| YOUR OBJECTIVE |
Extract all data as written.

| DATA SHOWN |

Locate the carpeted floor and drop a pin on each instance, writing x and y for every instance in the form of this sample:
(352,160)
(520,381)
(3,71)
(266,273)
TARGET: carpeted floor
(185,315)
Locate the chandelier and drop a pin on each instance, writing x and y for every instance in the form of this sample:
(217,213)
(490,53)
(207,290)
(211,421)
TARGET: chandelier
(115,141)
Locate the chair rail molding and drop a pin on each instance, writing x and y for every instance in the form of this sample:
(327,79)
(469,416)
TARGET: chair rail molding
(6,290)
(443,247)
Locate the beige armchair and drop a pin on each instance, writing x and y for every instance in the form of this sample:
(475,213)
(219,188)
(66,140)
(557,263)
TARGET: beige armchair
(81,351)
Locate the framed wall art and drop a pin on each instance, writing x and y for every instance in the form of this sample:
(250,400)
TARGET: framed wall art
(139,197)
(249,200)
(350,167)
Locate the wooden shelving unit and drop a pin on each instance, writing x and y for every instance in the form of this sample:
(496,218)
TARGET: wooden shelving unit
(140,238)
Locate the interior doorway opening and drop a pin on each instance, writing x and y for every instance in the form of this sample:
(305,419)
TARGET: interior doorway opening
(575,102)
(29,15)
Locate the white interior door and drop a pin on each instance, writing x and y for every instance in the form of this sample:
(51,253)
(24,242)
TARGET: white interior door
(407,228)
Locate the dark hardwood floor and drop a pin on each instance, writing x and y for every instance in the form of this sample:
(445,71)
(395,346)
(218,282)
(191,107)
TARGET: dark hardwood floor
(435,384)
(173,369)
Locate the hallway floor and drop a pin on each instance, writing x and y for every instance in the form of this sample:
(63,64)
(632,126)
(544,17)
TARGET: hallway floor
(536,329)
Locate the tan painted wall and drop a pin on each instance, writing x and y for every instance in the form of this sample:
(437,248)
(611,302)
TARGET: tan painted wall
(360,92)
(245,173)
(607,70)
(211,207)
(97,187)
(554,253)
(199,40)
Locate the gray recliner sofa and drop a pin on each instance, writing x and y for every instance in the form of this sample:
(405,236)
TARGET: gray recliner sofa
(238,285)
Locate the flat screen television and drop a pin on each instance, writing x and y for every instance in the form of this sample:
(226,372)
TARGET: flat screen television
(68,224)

| RESPONSE TO THE TASK |
Locate the carpeted floor and drop a pin on each instance, writing x and y for every instance in the form of this sample:
(352,160)
(520,381)
(3,71)
(266,273)
TARGET: carpeted floor
(185,315)
Locate the chandelier and drop a pin on each instance, writing x and y for every instance in the form of this sample:
(217,213)
(490,53)
(207,290)
(211,421)
TARGET: chandelier
(115,141)
Locate the chair rail molding and drop a pin on each instance, writing x and y for every instance in the form of this sample:
(327,79)
(469,416)
TARGET: chair rail molding
(6,290)
(443,247)
Locate the beige armchair and drop a pin on each instance, writing x and y for every instance in the form of this sample:
(475,213)
(219,188)
(66,140)
(557,263)
TARGET: beige armchair
(81,351)
Locate the framed wall art and drop a pin on each instance, writing x and y for every instance in the form of this sample:
(250,400)
TARGET: framed wall art
(139,197)
(249,200)
(350,167)
Locate the wooden shelving unit and drop a pin on each instance, writing x and y for every instance in the form of this sample:
(496,218)
TARGET: wooden shelving unit
(140,238)
Locate the interior doorway opening and drop a pin on each instance, writing x and y for every instance in the form of this sample:
(305,419)
TARGET: interior doorway opening
(575,102)
(29,15)
Locate the white interior door and drop a pin on each instance, writing x and y for every instance in the form of this sample:
(51,253)
(24,242)
TARGET: white interior door
(407,228)
Locate the dark hardwood floor and drop a pin on each instance, writing x and y for every instance in the form of this sample:
(445,71)
(395,346)
(218,282)
(191,107)
TARGET: dark hardwood floor
(435,384)
(173,369)
Locate the hallway floor and drop a pin on each instance, writing x and y for every instance in the form of this sample:
(63,64)
(632,126)
(544,17)
TARGET: hallway floor
(536,329)
Locate the tan painted wall and drop a pin on each instance, writing x and y for every instance in the form of this sample:
(437,248)
(611,302)
TARGET: tan painted wall
(360,92)
(245,173)
(607,70)
(211,207)
(97,187)
(554,253)
(199,40)
Locate the gray recliner sofa and drop a pin on each instance, writing x and y for every instance in the form of this sample:
(405,236)
TARGET: gray recliner sofa
(238,285)
Locate the flat screen television and drop a pin on each instance, writing x and y for every instance in the form of this sample:
(226,372)
TARGET: flat screen television
(68,224)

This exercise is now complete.